> [Brief]: Write out every one of the lines below with no changes.

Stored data
——————————

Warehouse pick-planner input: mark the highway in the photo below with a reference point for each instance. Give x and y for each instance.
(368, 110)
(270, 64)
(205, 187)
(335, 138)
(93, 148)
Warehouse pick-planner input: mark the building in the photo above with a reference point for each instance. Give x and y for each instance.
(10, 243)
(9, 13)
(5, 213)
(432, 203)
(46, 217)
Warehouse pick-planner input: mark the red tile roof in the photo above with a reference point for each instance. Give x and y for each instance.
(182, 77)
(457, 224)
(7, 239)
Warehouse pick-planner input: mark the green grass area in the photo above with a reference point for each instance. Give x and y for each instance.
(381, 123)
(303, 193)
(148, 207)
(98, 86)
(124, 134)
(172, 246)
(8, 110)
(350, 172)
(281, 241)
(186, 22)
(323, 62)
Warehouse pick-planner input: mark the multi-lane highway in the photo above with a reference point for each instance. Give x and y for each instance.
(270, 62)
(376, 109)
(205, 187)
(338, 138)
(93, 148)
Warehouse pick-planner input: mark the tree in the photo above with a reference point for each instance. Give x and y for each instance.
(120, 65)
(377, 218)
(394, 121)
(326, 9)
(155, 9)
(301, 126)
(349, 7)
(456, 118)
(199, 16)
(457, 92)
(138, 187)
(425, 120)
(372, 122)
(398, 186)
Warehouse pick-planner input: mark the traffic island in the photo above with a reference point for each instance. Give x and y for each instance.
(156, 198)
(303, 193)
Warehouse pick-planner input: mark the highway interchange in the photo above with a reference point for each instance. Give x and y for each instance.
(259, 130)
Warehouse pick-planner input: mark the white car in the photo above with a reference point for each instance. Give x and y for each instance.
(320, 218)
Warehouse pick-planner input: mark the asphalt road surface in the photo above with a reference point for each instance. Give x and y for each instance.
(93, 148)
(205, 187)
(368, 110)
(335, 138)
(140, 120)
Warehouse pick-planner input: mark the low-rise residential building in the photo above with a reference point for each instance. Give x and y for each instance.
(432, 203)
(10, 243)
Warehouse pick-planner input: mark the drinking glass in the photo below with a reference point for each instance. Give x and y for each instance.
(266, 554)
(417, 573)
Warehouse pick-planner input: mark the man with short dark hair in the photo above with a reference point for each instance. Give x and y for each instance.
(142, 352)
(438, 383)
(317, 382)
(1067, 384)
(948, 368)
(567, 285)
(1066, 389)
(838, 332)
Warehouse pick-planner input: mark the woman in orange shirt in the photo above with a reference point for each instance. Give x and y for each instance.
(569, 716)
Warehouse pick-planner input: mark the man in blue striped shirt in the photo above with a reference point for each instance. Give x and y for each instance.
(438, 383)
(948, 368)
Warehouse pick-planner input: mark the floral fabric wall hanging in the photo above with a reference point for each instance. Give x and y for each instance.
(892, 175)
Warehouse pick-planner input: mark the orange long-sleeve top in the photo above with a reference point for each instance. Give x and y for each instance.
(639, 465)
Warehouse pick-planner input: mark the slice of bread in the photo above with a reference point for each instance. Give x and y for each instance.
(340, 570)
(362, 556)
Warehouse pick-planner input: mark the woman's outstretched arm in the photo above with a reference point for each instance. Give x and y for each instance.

——————————

> [Answer to the problem]:
Warehouse pick-planner input: mark the highway in the photo below with a reference point for each instance. Give x and y for each instance.
(368, 110)
(270, 64)
(205, 187)
(335, 138)
(93, 148)
Warehouse pick-planner input: mark the building in the photo above with a reference point for each instance. Give x and y for each instance.
(10, 243)
(9, 13)
(5, 213)
(432, 203)
(46, 217)
Warehouse pick-planner input: mark the red tile roof in the photo above with a reference point for each instance. Give x and y for each instance.
(182, 77)
(457, 224)
(7, 239)
Warehouse pick-planner input: mark the green grass area in the photo above with a reference point for each instance. Give x and y for each instance.
(381, 123)
(303, 193)
(148, 207)
(98, 86)
(124, 134)
(172, 246)
(8, 110)
(350, 172)
(281, 241)
(186, 22)
(323, 62)
Warehouse pick-planner input: mark the multi-lane highway in the photo above with a reference point for each instance. Give x and y for each instance.
(270, 62)
(376, 109)
(205, 187)
(338, 138)
(93, 148)
Warehouse pick-planner input: mark the tree in the photo above with a reference point for each instance. Give x and y for each instance.
(120, 65)
(377, 218)
(394, 121)
(326, 9)
(155, 9)
(301, 126)
(349, 7)
(456, 118)
(199, 16)
(457, 92)
(138, 187)
(425, 120)
(372, 122)
(398, 186)
Warehouse pick-planner input: mark the traffic island in the photo above with a reference point for each instance. Give x and y for each instance.
(156, 198)
(303, 193)
Warehouse pick-planner input: mark the highway interchange in the photo above with a reference point for each instance. Give x and y for each instance.
(259, 130)
Warehouse pick-planner input: mark the white car in the photo above with a reference point for each instance. Give x and y for each instance.
(320, 218)
Warehouse pick-planner input: mark the asphalt road surface in the photo above with a reference point for each instance. Give x and y for each instance.
(93, 148)
(205, 187)
(368, 110)
(335, 138)
(140, 120)
Warehouse pick-planner input: mark the low-rise residential building in the photo above with a reference point for each instance. Give x and y for each instance.
(432, 203)
(10, 243)
Warehouse pick-planner input: mark the drinking glass in the photo below with a reference point for each instance. Give x and y for each instance.
(266, 554)
(417, 573)
Warehouse pick-planner input: mark the man with short dark hair in the photo above with a reference point for each instance. Give x and y for each instance.
(142, 352)
(438, 383)
(317, 382)
(1067, 384)
(948, 368)
(567, 285)
(1066, 389)
(838, 332)
Warehouse pick-planner input: mark the woman in orange shirt in the photo above with a reference point for each instance. Give x and y for each instance.
(569, 716)
Warehouse pick-planner input: mark the man in blue striped shirt in the photo above with a reference point for each instance. Give x and y for each instance.
(438, 383)
(948, 368)
Warehouse pick-planner input: mark the floral fabric wall hanging in the photo above with a reference point for each instance. Give x and y for each instance.
(892, 175)
Warehouse pick-planner input: mark the orange long-sleeve top in the photo above with a reference point for each instance. Give x and y for each instance.
(639, 465)
Warehouse pick-planner input: mark the slice of bread in the photo above with a reference point for each instance. Give x and y for each instance.
(340, 570)
(362, 556)
Warehouse pick-planner input: mark the woman's outstretched arm in the photo above with a reference point for each instance. Give x and y for each instance.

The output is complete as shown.